▶ **Task list**
- a) In the RB26 240z forum thread below, copy the passage between "Link to comment" and "to spend more.", inclusive, word for word.
- b) In the RB26 240z forum thread below, what size sump has the car's owner already invested in?

▶ **Source extract**
Jump to content
SAU Community

Recommended Posts

Hello All,

I have a single turbo rb26 240z (432z tribute car) that I'm going to rebuild to my planned second phase which consist of forged internals, HKS Vcam Step 2 , and oil control. My Question is my valve covers were modified by engine swap bracket company to clear the hood release bracket, so they now sit directly above the oem mesh screens, is there anything wrong with this setup? With New V-cam valve cover I would have to mod again, so holding off for now. Will upgrade to High Octane baffles. Will be a track car mainly so oil control is a big reason for the build

IMG_4689 (1).jpg

Link to comment
https://www.sau.com.au/forums/topic/481308-240z-rb26-oil-cam-cover-control-qs/
Share on other sites

Isn't the point of the breather being all the way at the end of the baffling/mesh path to try and keep as much oil out of the lines as possible?

If this is a track build first and foremost just go dry sump and none of this matters. Cap off the breathers and let the scavenge pumps deal with it. It will keep you from ventilating the block.

14 hours ago, brian_s30z said:

Dry sump is an option, but I’ve already invested in a 7litre sump, spline drive and oil pump. Then I need to restore and paint the car so don’t really want to spend more. 

If that's the case then my advice is to run tires that are not particularly grippy to avoid pushing the limits. Ventus RS4s are supposedly good for this, a durable track tire that has relatively low grip.

Moving the breather position forward a little may not matter much, but if it does make enough of a difference you may need to drain the catch can back to sump. On a track car this isn't a big deal, oil temps are high enough that water/fuel won't accumulate. I would also add a line just before the turbo after the catch can to try and ensure that crankcase pressure is at least atmospheric. You have to make sure that the air coming out of the catch can is as clean as you can get it though.

  • Like 1

More realistically, dealing with the oil supply and drain side of the equation is going to be more important than whether the cam vents are a little compromised compared to normal RB26 covers. I mean, how are these any worse now than standard RB25 covers, right?

▶ **Material**
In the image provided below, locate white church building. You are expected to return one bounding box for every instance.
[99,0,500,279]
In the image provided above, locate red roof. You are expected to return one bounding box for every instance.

▶ **Full solutions**
- a)
Link to comment
https://www.sau.com.au/forums/topic/481308-240z-rb26-oil-cam-cover-control-qs/
Share on other sites

Isn't the point of the breather being all the way at the end of the baffling/mesh path to try and keep as much oil out of the lines as possible?

If this is a track build first and foremost just go dry sump and none of this matters. Cap off the breathers and let the scavenge pumps deal with it. It will keep you from ventilating the block.

14 hours ago, brian_s30z said:

Dry sump is an option, but I’ve already invested in a 7litre sump, spline drive and oil pump. Then I need to restore and paint the car so don’t really want to spend more.

- b) A 7-liter sump.